***** Dataset excerpts

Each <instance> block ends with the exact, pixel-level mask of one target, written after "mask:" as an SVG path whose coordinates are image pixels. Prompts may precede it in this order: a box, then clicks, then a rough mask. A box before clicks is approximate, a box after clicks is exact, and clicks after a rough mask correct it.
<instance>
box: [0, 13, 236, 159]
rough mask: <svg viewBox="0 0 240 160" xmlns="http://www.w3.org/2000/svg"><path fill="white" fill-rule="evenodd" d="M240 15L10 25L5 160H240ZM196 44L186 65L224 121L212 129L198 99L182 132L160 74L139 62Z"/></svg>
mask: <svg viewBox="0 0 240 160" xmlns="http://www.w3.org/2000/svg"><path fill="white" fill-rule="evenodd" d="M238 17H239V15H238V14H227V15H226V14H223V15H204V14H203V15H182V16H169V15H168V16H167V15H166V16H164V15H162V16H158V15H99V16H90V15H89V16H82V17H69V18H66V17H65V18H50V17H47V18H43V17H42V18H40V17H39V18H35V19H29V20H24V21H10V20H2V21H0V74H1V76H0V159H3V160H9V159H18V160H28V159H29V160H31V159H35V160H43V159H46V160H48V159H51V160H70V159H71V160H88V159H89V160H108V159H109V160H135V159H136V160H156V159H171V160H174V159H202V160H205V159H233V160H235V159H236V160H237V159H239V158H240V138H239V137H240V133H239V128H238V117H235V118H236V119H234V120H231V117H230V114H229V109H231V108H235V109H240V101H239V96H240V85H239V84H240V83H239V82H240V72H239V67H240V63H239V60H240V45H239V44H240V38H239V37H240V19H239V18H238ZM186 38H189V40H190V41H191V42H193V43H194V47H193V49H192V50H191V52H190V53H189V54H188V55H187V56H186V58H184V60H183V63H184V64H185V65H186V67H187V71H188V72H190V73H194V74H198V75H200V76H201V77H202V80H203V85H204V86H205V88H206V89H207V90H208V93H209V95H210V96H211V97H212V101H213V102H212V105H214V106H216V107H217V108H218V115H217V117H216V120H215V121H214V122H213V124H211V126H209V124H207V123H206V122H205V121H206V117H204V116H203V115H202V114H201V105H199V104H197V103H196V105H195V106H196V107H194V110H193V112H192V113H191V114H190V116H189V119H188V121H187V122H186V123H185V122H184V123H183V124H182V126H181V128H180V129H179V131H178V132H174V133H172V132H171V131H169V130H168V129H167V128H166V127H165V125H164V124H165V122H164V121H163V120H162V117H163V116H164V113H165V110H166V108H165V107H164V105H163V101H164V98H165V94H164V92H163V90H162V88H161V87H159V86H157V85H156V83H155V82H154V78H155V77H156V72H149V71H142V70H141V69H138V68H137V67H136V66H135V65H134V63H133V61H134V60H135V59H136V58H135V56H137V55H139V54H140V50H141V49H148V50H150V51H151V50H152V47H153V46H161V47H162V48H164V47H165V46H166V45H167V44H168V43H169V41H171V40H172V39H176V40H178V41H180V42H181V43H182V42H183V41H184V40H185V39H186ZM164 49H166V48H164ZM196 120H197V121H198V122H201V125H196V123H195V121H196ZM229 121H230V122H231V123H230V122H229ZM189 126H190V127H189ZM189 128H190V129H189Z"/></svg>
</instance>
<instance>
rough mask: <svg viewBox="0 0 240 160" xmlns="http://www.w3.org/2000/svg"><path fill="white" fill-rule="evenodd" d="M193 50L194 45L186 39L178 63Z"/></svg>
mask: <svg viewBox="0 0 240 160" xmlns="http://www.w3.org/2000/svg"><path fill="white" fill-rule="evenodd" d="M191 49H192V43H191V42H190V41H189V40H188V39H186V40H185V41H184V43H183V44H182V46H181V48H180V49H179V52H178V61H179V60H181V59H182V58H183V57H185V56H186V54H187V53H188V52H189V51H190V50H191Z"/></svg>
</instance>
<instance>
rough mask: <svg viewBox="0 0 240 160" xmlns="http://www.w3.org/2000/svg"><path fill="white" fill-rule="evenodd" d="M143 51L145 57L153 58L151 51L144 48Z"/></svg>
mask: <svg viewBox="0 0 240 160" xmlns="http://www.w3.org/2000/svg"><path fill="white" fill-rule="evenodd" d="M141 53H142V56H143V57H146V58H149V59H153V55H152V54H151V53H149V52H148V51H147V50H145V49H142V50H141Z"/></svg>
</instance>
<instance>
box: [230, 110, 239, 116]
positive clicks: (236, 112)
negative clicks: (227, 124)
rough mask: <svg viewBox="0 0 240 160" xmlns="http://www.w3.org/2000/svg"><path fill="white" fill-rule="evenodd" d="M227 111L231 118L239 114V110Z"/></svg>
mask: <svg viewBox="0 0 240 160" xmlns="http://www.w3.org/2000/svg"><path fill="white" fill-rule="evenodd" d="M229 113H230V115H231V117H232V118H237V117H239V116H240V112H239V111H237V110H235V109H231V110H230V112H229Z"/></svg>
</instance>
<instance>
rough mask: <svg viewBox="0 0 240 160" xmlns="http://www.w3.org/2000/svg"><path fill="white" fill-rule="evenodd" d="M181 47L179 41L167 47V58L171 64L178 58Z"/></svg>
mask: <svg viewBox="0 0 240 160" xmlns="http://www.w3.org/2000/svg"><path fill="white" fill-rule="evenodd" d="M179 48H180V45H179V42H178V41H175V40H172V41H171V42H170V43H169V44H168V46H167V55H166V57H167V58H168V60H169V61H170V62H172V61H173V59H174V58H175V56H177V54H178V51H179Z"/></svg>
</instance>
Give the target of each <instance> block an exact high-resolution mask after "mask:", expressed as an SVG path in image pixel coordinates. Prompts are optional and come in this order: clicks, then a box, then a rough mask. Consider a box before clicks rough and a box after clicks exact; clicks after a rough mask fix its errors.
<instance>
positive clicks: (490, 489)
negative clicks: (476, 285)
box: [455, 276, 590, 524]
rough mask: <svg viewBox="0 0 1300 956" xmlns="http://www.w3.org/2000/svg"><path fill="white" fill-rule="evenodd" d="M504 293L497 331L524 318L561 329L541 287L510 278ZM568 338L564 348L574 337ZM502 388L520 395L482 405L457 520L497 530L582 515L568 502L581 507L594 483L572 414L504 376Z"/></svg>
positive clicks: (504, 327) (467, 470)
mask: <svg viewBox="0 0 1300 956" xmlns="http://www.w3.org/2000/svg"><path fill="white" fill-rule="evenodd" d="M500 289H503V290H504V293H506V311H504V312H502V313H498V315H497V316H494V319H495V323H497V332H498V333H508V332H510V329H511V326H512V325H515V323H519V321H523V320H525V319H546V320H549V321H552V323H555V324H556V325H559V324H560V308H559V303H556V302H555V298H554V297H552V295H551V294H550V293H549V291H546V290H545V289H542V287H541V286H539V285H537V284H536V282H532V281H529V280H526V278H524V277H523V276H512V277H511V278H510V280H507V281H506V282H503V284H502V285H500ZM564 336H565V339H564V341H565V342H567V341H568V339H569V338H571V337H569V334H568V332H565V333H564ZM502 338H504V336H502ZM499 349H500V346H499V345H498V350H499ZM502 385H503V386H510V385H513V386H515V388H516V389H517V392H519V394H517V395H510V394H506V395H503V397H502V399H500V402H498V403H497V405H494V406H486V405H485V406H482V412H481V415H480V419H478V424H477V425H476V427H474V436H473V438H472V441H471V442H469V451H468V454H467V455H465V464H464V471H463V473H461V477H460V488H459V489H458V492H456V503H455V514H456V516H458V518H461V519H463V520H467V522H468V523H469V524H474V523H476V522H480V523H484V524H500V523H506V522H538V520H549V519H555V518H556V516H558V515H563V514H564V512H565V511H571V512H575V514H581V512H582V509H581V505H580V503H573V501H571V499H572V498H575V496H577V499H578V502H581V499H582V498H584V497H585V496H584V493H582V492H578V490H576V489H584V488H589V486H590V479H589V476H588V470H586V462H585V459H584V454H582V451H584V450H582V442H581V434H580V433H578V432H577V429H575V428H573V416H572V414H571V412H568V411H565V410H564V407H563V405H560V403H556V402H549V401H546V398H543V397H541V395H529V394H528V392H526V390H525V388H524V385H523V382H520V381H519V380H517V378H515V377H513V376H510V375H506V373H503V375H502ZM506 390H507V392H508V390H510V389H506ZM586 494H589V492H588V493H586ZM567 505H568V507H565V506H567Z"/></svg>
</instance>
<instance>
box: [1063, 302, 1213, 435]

**********

* _Exercise directions_:
Update the lines from the start of the records through the line containing "15L10 25L5 160H240ZM196", inclusive, replacing "rough mask" with "coarse mask" and leaving everything else unchanged. Give only those lines.

* _Solved exercise_:
Each <instance> block ends with the exact, pixel-level mask of one target, written after "mask:" as an SVG path whose coordinates are image pixels. Prompts may precede it in this order: a box, then clicks, then a coarse mask. A box before clicks is approximate, a box after clicks is exact, and clicks after a coarse mask correct it.
<instance>
box: [0, 13, 236, 159]
coarse mask: <svg viewBox="0 0 240 160" xmlns="http://www.w3.org/2000/svg"><path fill="white" fill-rule="evenodd" d="M240 15L10 25L5 160H240ZM196 44L186 65L224 121L212 129L198 99L182 132L160 74L139 62Z"/></svg>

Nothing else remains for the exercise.